The entire listing that follows must be repeated exactly, pictures excluded.

• _INFORMATION SHOWN_:
════════════════════

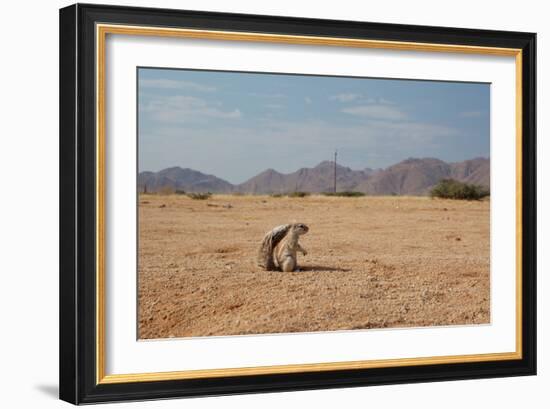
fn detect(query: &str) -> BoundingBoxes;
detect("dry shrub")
[430,179,489,200]
[187,192,212,200]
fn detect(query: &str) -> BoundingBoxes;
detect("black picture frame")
[59,3,536,404]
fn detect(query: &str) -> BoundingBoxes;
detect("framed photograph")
[59,3,536,404]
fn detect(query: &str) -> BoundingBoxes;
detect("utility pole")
[333,149,337,193]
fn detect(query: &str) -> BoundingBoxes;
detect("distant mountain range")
[138,167,234,193]
[138,157,489,196]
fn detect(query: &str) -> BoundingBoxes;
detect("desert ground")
[138,194,490,339]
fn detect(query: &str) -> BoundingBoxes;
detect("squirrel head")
[291,223,309,235]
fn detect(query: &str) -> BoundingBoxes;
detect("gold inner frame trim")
[95,23,523,385]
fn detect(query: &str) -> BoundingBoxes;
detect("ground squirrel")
[257,223,309,272]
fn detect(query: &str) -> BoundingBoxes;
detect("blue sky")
[138,68,490,184]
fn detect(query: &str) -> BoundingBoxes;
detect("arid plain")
[138,194,490,339]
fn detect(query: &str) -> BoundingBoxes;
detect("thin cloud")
[330,93,386,104]
[139,78,217,92]
[341,104,408,121]
[459,110,484,118]
[248,92,286,99]
[329,93,361,103]
[305,96,312,104]
[265,103,284,110]
[252,117,457,149]
[140,95,241,121]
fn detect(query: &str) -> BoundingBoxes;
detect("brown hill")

════════════════════

• _ANSWER AREA_:
fn detect(query: &str) -> BoundingBoxes;
detect("dry shrub")
[430,179,489,200]
[187,192,212,200]
fn detect(query: &str) -> BoundingBoxes;
detect("black picture frame")
[59,3,536,404]
fn detect(query: &str) -> BoundingBoxes;
detect("framed photograph")
[59,3,536,404]
fn detect(query: &str) -> BoundingBoxes;
detect("utility pole")
[333,149,337,193]
fn detect(query: &str) -> BoundingBoxes;
detect("distant mountain range")
[138,167,234,193]
[138,157,489,196]
fn detect(query: &str) -> BoundingBoxes;
detect("desert ground")
[138,194,490,339]
fn detect(query: &str) -> BoundingBoxes;
detect("squirrel head")
[291,223,309,235]
fn detect(query: &str) -> BoundingBoxes;
detect("gold inner frame trim")
[95,23,523,385]
fn detect(query: &str) -> BoundingBoxes;
detect("ground squirrel")
[257,223,309,272]
fn detect(query: &str) -> BoundingBoxes;
detect("blue sky")
[138,68,490,184]
fn detect(query: &str) -> BoundingBoxes;
detect("arid plain")
[138,194,490,339]
fn detect(query: &str) -> BoundingBoxes;
detect("thin cloud")
[330,93,386,104]
[139,78,217,92]
[341,104,408,121]
[459,110,484,118]
[248,92,286,99]
[329,93,361,103]
[305,96,312,104]
[265,103,284,110]
[252,117,457,149]
[140,95,241,121]
fn detect(query: &str) -> BoundingBoxes;
detect("brown hill")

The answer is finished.